## [REQUIREMENTS]
Update the material below by replacing every "Pointer output" with "Point list" and leaving everything else as it is.
>> begin DATA LISTING
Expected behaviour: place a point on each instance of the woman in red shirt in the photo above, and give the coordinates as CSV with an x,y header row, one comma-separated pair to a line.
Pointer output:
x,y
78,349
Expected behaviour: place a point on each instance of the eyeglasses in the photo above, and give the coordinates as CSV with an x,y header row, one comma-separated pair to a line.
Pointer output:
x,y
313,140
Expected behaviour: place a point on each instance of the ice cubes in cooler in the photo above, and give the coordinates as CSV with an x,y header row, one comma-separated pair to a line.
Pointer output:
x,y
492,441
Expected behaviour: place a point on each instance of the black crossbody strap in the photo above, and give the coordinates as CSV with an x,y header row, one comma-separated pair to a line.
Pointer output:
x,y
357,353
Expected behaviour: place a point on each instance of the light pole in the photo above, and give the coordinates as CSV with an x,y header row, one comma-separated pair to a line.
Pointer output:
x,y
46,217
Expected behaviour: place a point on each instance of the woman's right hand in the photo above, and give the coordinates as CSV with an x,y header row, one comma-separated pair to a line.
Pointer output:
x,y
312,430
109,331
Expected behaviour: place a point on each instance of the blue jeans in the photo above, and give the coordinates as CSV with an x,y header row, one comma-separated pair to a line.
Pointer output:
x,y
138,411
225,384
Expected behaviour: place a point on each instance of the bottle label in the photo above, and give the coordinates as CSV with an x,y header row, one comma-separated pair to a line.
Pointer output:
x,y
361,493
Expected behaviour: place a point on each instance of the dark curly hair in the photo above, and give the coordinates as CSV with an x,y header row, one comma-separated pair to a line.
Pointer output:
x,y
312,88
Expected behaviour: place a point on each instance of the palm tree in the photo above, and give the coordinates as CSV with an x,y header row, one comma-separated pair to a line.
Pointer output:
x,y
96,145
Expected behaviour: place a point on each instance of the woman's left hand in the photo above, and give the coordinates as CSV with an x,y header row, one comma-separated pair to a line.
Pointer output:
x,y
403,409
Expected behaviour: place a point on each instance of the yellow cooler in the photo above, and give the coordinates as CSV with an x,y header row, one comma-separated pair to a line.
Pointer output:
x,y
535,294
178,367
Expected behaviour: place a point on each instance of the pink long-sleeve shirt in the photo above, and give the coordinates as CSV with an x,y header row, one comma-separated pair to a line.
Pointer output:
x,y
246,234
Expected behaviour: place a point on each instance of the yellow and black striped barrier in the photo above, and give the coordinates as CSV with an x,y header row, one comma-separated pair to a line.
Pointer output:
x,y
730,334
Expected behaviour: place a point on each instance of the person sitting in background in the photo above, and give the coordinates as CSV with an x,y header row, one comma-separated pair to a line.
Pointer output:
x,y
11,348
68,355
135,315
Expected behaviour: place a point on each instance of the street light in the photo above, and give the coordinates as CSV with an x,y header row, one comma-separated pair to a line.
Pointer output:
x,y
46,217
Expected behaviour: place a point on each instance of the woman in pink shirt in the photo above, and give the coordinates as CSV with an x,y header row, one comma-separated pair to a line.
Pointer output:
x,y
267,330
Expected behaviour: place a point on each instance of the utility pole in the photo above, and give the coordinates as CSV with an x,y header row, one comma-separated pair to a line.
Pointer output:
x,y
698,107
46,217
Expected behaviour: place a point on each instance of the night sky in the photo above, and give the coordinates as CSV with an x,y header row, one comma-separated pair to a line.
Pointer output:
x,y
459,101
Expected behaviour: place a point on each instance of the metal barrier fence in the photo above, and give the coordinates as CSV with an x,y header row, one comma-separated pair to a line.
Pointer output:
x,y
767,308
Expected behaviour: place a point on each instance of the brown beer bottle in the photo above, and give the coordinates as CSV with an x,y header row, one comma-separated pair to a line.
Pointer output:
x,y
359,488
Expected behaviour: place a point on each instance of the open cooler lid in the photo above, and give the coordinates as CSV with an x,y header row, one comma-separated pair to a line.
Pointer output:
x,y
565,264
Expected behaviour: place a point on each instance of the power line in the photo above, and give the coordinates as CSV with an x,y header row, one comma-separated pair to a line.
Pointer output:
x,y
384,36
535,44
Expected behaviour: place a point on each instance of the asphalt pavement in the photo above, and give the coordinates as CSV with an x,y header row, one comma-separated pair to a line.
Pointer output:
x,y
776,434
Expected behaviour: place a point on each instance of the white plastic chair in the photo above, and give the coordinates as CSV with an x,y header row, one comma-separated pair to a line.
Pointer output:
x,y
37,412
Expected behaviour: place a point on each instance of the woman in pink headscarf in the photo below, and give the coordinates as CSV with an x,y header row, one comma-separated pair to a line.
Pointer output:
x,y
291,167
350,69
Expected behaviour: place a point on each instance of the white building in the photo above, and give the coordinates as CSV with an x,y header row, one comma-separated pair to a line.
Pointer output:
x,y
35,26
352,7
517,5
>> end DATA LISTING
## [REPLY]
Expected behaviour: place a point on each instance of the woman in red shirt in the photo above, and give the coordinates as CSV with an x,y header row, one comma-separated pair to a line.
Point list:
x,y
78,349
Expected behaviour: place a point on each instance of the eyeglasses in the photo above, and give the coordinates as CSV with an x,y header row, one comma-separated pair to a line.
Point list:
x,y
313,140
Expected behaviour: place a point on each instance of the ice cubes in cooler in the photo above, and give the coordinates as CSV with an x,y header row, one comma-separated pair to a line.
Point list:
x,y
492,441
Expected behaviour: place a point on each instance of the black crossbody strap in the photo above, and give the coordinates as CSV with an x,y header row, one comma-separated pair to a line.
Point list:
x,y
357,353
Expected behaviour: place a point on each instance of the light pole in the photo above, and give the coordinates as CSV with an x,y header row, one comma-separated pair to a line.
Point list:
x,y
46,217
Expected behaviour: place a point on each instance of the woman's right hand in the photo above, and give the coordinates as CSV with an x,y header row, one comma-separated pair to a line.
Point list:
x,y
312,430
109,331
Expected behaviour: place a point on each instance of the blue jeans in the photo above, and give the coordinates as CSV with an x,y header row, one comma-separated pair to a line.
Point list:
x,y
138,411
225,384
Expected behaviour: place a point on each instance of the bottle label in the photo above, and give the coordinates as CSV with an x,y header row, one comma-separated pair to a line.
Point list:
x,y
361,493
Expected behaviour: place a point on each instance of the dark curly hair in the photo above, and give the coordinates as CSV with an x,y header row, one comma-separated pair to a line.
Point list:
x,y
312,88
Expected behaviour: place a point on each instance of the palm tree in the photo above, and give the coordinates as CSV with an x,y header row, one comma-separated pair to a line.
Point list:
x,y
96,145
Expected behaviour: place a point on each instance of the woman's left hand in the photo above, and give the coordinates as CSV with an x,y header row, one comma-separated pair to a line.
Point list:
x,y
403,409
Expected behaviour: place a point on each instance of the yellow cooler in the photo above, and give the coordinates as CSV with an x,y header row, one comma-separated pair to a line.
Point list:
x,y
535,294
178,367
Expected behaviour: place a point on each instance of the pink long-sleeve shirt in the photo above, and give the coordinates as CSV with an x,y header row, one comma-separated pair to a line.
Point list:
x,y
246,234
Expected behaviour: place a point on each instance of the yellow and black striped barrier in the photo above, and give the coordinates as CSV with an x,y header row, one comma-separated pair to a line.
Point list:
x,y
730,334
Expected behaviour: place a point on each instance of the person sitting in background in the photo above, and give the coordinates as CSV with an x,y header row, one comma-separated pair to a line.
Point list:
x,y
11,348
68,355
135,315
Expected behaviour: place a point on each instance of the street light in the photo above, and give the coordinates as CSV with an x,y header row, one comma-separated pair to a line.
Point list:
x,y
46,217
Expected behaviour: place a point on each instance of the woman in pink shirt in the photo above, and give the coordinates as CSV with an x,y header row, one comma-separated pair to a line.
Point list:
x,y
267,330
Expected behaviour: place a point on each instance of the utility pole in the photo above, and give the coordinates as CSV with an x,y header row, one comma-separated pair to a line.
Point list:
x,y
698,107
46,217
Expected behaviour: place a point on each instance of the night sky in the photo above, and give the coordinates as CSV with an x,y header row, one comma-separated pair to a line.
Point list:
x,y
459,101
Expected behaviour: place a point on each instance of the metal barrier fence in the photo above, and give the coordinates as CSV with an x,y header row, one comma-separated pair to a line.
Point list:
x,y
767,308
Expected behaviour: place a point on each instance of the brown beer bottle in the photo above, and give the coordinates as CSV with an x,y header row, one comma-separated pair to a line.
Point list:
x,y
359,488
Expected behaviour: place a point on each instance of the open cooler lid in the photo above, and give the coordinates as CSV with an x,y header row, one comma-separated pair to a line.
Point list:
x,y
565,264
Expected behaviour: place a point on each instance of the power line in the photo above, and give the coordinates as CSV with an x,y header row, one comma-separated pair to a line.
Point list:
x,y
384,36
535,44
Expected behaviour: place a point on each instance of the asphalt pavement in the photo above, and give the coordinates as CSV with an x,y header row, one comma-separated pair to a line.
Point list:
x,y
776,434
Expected behaviour: place a point on each instance of the white plastic chair in the photo above, and give the coordinates as CSV with an x,y header row, one comma-separated pair to a line.
Point list:
x,y
37,412
Expected behaviour: place a point on each instance of the woman in pink headscarf in the photo below, and give the coordinates as CSV with an x,y header row, one comma-separated pair to a line.
Point list:
x,y
291,167
350,69
Expected behaviour: place a point on each instance of the white building in the photo above, and give the coordinates as CSV with an x,y header row, one comma-separated pair to a line.
Point list:
x,y
35,26
352,7
517,5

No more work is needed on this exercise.